--- begin Excerpted text ---

This is the same additive used in Example E above. The Part III
additive in these examples is being used at 4% by weight based on
the binder, which is identical to that in Example E.
[0042] In the first of these experiments, the Part I and Part II
components were PEP SET X 11000 and PEP SET X II 2000,
respectively, present in the amounts of 0.550 and 0.450 g/100 g of
sand. Also present was PEP SET CATALYST 3501, in the amount of
0.033 g/100 g of sand. The sand used was WEDRON 410. This is a
commercially-available and useful system. This baseline experiment
produced a molding compound that had a work time of 2.75 minutes
and a strip time of 3.25 minutes. As is well-known, "work time" can
loosely be understood as an expression of the time that elapses
between mixing the binder components with the sand until the
foundry shape being formed reaches a hardness that effectively
precludes further working in the pattern. More technically, "work
time" is the time elapsed for the foundry shape formed to reach a
level of 60 on the Green Hardness "B" scale, using a gauge sold by
Harry W. Dietert Co, of Detroit, Mich. Details of the test are
found many places, including in commonly-owned U.S. Pat. No.
6,602,931. "Strip time" loosely defines the elapsed time from
mixing the binder components with the sand until the formed foundry
shape is able to be removed from the pattern. In the technical
sense used here, the "strip time" is the time needed for the
foundry shape formed to attain a level of 90 on the same Green
Hardness "B" scale. The difference between strip time and work time
is, therefore, an amount of dead time during which the mold being
formed cannot be worked upon, but cannot yet be removed from the
pattern.

--- end Excerpted text ---

### Prompt
Write the next part of the passage on foundry binder work time and strip time, picking up after its final sentence. The items after this have nothing to do with the work here.

--- begin Extracted records ---

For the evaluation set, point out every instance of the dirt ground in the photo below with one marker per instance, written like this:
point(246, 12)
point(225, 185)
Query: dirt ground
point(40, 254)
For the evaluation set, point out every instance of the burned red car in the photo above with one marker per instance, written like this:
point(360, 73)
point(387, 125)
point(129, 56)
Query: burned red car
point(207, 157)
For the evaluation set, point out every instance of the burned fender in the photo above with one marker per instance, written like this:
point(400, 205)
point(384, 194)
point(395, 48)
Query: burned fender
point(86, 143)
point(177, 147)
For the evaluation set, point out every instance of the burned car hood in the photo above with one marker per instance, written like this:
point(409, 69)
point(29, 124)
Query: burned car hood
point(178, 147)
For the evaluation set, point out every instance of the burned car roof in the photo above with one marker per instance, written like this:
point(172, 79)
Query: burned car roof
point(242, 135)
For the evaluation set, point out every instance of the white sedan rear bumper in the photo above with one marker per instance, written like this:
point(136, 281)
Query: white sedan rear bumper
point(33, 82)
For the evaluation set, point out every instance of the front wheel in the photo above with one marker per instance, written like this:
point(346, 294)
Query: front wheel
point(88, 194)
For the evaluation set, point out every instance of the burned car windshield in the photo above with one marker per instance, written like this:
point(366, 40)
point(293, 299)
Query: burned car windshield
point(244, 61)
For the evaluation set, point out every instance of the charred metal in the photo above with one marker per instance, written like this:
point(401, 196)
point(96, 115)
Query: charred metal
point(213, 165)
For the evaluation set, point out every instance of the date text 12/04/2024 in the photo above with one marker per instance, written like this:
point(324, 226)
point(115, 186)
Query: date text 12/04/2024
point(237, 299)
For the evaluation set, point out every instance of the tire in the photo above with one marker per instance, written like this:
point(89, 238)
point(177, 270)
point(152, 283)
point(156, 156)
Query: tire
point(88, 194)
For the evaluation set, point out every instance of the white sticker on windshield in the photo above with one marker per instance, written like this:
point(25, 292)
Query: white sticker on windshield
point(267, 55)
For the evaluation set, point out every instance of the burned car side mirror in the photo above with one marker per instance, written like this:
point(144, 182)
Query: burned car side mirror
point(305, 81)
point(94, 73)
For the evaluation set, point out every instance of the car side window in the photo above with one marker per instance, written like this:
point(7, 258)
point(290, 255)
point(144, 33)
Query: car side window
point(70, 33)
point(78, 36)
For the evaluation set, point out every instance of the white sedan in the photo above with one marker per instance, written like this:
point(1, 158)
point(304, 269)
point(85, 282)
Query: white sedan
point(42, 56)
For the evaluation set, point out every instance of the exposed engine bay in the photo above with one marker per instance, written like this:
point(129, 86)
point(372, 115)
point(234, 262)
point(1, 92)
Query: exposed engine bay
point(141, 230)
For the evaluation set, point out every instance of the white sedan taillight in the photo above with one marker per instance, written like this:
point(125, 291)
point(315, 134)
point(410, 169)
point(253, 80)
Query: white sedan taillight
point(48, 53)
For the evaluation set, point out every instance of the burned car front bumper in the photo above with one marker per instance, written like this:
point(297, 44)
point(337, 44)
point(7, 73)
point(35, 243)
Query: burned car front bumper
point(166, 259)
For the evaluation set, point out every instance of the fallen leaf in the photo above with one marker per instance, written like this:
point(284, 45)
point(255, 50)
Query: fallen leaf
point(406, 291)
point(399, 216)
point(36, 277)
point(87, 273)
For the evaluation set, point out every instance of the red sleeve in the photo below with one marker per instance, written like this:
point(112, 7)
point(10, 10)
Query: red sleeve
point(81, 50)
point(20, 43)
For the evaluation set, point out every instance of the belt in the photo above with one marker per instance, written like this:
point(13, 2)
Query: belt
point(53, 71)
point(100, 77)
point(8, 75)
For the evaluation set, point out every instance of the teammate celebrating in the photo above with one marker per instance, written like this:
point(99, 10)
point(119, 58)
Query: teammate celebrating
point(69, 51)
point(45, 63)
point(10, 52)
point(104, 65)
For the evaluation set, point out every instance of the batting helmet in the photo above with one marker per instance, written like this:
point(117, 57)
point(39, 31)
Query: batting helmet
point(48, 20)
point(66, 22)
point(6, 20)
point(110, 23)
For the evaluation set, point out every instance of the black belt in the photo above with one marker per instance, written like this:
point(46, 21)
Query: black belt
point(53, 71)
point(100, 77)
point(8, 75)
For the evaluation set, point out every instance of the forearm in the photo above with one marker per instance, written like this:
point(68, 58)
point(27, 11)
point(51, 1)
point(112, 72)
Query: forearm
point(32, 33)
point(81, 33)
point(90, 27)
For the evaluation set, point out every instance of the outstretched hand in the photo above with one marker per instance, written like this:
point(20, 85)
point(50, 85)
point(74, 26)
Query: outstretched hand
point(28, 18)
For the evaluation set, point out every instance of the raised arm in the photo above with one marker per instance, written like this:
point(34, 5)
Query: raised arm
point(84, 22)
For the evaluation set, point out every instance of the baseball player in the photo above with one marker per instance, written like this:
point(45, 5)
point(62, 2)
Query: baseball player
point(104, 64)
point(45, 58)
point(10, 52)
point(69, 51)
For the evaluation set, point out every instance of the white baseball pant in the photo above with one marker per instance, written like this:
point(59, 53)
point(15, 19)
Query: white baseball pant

--- end Extracted records ---

### Written answer
[0043] In this experiment, the tensile strength of the formed
shapes was 194 psi at one hour and 256 psi at 24 hours. The 24-hour
tensile strength in a 90% relative humidity environment was 62
psi.
[0044] When the Part III component was introduced and the
experiment repeated using the PEP SET X I 1000/PEP SET X II
2000/PEP SET CATALYST 3501 system, there was very little change in
the work time or strip time, as the work time remained at 2.75
minutes and the strip time increased to 3.50 minutes. However, the
1-hour tensile strength increased to 212 psi (from 194) and the
24-hour tensile strength increased from 256 to 306 psi. Most
notably, the 24-hour tensile strength in the 90% relative humidity
environment jumped to 327 psi from 62 psi.
[0045] In the second experiment using a "no-bake" formulation, the
Part I component was changed to PEP SET 1010 HR, which contains HF,
as disclosed in U.S. Pat. No. 6,017,978. The Part II component was
unchanged from first experiment (PEP SET XII 2000). The respective
amounts were unchanged (at 0.550 and 0.450 g/100 g of sand). The
catalyst was changed from PEP SET CATALYST 3501 to PEP SET CATALYST
308, but the amount remained constant at 0.033 g/100 g of sand. As
before, the sand used was WEDRON 410. This second
commercially-available and useful system established a baseline
molding compound with a work time of 3.25 minutes and a strip time
of 3.50 minutes, using the Dietert gauge. In this experiment, the
tensile strength of the formed shapes was 211 psi at one hour and
378 psi at 24 hours. The 24-hour tensile strength in a 90% relative
humidity environment was 256 psi.
[0046] When the Part III component was introduced and the
experiment repeated using the PEP SET 1010 HR/PEP SET X II 2000/PEP
SET CATALYST 308 system, there was very little change in the work
time or strip time, as the work time remained at 3.25 minutes and
the strip time increased from to 3.50 minutes to 4.00 minutes.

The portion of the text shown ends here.